L’évidence constatée de tous côtés était
que « des troupes convenablement entraînées, équipéeset
commandées, et envoyées sur le terrain au bon
moment, auraient pu endiguer la violence dans la capitale
et les alentours, empêcher qu’elle ne gagne les
campagnes et créer les conditions menant à la
cessation de la guerre civile entre le FPR et les FAR » (84) .
Tout le monde finalement en convient. Il faut donc convenir
aussi que cette intervention, les militaires français
ne la voulaient surtout pas.
Le projet géostratégique
de Mitterrand : faire du Rwanda un bastion françafricain
Impliquer la France dans un génocide n’est
pas un acte gratuit ou hasardeux, mais le fruit d’un
choix réfléchi, d’une décision
prise au plus haut niveau de l’État. L’amiral
Antoine Sanguinetti a dénoncé le racisme meurtrier
des officiers des troupes de marine (85) .
Cependant, si les qualités de l’ex-coloniale
ont permis cette implication démente, elles expliquent
le « comment » mais pas le « pourquoi ».

────────────────────────────────────────

### Série d'exercices
• A. D'après l'extrait, pour quelle raison faut-il convenir que les militaires français ne voulaient surtout pas de l'intervention évoquée ? Répondez en une à trois phrases.
• B. Résumez l'extrait en deux phrases.
• C. Répondez brièvement aux questions suivantes sur l'extrait.
(i) Qui a dénoncé le racisme meurtrier des officiers des troupes de marine ?
(ii) Entre quelles forces se déroulait la guerre civile mentionnée ?
(iii) Selon le titre intermédiaire, quel était le projet géostratégique de Mitterrand ?
Le matériel ci-dessous n'est pas utile pour ce travail.

### Matériel annexe
────────────────────────────────────────

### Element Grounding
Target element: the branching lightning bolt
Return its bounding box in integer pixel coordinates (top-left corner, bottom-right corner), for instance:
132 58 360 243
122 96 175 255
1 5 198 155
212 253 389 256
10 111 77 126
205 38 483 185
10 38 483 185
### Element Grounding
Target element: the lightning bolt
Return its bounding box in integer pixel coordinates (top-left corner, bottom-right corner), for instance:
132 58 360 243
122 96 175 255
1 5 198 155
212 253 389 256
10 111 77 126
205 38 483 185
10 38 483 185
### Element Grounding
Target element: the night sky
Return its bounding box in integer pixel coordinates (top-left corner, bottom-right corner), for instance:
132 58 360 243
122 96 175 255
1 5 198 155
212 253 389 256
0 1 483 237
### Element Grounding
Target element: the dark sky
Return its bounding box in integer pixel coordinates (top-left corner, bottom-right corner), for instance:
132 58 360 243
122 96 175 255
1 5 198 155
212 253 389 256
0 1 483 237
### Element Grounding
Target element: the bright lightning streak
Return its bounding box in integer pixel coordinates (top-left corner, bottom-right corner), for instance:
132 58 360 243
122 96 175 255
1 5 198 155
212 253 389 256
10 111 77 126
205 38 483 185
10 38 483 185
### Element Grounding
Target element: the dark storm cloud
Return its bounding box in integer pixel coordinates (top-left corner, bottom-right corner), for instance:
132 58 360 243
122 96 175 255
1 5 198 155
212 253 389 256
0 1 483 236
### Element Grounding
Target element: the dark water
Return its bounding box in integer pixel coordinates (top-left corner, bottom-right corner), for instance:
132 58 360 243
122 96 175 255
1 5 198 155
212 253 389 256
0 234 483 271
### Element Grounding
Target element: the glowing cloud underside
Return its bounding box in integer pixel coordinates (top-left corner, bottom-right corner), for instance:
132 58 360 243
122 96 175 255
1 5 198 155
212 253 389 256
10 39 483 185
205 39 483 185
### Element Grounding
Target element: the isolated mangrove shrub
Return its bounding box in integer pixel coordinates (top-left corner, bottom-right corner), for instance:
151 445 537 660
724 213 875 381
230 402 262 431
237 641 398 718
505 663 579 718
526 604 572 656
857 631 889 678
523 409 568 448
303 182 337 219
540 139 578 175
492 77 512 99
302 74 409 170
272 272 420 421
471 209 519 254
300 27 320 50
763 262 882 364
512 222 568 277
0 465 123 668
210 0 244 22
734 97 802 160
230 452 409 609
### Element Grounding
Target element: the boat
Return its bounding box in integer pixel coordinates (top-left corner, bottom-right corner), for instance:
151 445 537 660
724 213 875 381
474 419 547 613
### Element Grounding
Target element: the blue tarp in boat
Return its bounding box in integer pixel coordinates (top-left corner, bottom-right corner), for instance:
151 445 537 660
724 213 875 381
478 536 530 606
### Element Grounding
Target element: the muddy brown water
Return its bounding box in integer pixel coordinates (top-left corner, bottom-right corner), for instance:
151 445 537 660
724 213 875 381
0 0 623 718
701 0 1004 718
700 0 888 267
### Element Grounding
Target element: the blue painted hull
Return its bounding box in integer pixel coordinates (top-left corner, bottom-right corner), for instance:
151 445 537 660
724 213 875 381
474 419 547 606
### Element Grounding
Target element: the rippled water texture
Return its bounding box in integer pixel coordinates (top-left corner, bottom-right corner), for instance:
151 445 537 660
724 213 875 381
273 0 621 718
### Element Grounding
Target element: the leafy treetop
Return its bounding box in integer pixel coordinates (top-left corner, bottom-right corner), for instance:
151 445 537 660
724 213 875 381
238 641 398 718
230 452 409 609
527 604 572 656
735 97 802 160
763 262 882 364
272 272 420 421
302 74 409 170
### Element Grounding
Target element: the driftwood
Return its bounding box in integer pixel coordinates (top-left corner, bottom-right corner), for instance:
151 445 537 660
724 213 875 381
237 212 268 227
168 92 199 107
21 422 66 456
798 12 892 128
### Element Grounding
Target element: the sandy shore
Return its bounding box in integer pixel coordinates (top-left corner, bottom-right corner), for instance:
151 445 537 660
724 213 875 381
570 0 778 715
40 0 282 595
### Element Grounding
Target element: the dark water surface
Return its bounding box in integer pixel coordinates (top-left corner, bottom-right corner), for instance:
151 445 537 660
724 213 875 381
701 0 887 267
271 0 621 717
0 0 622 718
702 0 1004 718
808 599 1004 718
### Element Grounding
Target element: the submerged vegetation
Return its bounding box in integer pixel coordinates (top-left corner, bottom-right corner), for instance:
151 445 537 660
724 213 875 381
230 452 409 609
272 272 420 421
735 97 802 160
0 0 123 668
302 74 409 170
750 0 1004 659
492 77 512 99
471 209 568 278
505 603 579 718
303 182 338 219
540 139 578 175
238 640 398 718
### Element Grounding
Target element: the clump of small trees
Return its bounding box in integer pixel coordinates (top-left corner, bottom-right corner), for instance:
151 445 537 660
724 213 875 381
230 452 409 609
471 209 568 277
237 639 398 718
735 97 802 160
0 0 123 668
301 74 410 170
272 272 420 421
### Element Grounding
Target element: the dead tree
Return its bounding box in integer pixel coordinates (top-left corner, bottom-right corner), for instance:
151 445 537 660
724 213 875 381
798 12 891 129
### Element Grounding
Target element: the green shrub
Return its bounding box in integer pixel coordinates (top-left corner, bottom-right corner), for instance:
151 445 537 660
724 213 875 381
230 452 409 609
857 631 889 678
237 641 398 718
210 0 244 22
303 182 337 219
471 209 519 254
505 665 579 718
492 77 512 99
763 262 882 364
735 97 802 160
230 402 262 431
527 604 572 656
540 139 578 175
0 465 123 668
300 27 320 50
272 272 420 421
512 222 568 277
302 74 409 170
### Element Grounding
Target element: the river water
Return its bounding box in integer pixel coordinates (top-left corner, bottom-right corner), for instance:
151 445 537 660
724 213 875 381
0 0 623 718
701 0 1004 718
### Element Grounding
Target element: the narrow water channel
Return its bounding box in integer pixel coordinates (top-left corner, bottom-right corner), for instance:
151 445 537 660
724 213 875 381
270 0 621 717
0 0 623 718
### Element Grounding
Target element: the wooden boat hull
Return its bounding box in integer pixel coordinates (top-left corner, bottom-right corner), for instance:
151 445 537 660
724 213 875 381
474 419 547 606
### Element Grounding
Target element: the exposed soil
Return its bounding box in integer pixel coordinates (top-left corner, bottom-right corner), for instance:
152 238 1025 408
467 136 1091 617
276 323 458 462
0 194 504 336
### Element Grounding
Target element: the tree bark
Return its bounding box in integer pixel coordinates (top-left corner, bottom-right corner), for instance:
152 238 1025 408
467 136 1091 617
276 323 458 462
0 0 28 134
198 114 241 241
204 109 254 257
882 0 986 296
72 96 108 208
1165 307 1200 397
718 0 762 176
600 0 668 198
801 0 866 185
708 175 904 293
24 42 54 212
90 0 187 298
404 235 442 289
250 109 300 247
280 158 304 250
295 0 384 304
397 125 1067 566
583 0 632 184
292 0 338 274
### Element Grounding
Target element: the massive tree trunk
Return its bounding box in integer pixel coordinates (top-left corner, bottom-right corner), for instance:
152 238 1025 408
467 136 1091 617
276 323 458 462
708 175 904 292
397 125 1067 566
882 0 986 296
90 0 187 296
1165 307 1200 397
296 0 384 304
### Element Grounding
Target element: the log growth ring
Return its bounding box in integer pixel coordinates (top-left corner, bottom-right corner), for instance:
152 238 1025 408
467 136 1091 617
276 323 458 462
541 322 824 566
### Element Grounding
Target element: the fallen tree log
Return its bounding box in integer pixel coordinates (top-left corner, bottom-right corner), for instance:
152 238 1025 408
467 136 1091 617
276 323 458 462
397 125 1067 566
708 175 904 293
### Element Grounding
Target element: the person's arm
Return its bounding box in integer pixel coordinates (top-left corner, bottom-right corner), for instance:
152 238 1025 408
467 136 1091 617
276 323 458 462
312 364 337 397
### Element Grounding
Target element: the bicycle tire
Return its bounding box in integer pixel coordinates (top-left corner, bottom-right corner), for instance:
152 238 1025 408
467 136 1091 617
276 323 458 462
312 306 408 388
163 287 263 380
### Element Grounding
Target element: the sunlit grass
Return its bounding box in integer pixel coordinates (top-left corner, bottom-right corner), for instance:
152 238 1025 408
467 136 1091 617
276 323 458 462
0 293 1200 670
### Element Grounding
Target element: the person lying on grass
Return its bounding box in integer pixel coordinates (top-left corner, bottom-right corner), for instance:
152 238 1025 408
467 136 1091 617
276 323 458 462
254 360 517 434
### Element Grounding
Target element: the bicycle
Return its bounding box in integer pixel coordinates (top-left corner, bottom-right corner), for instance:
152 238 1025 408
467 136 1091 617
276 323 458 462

────────────────────────────────────────

### Liste des réponses
• A. Tout le monde convient que des troupes convenablement entraînées, équipées, commandées et envoyées sur le terrain au bon moment auraient pu endiguer la violence dans la capitale et ses alentours et l'empêcher de gagner les campagnes. Ces troupes auraient aussi pu créer les conditions menant à la cessation de la guerre civile entre le FPR et les FAR. L'auteur en déduit que les militaires français ne voulaient surtout pas de cette intervention.

• B. Des troupes bien préparées et envoyées au bon moment auraient pu endiguer la violence et mettre fin à la guerre civile entre le FPR et les FAR, mais les militaires français ne voulaient surtout pas de cette intervention. L'implication de la France dans un génocide fut un choix réfléchi, décidé au plus haut niveau de l'État, et les qualités de l'ex-coloniale en expliquent le « comment » mais pas le « pourquoi ».

• C.
(i) L'amiral Antoine Sanguinetti.
(ii) Entre le FPR et les FAR.
(iii) Faire du Rwanda un bastion françafricain.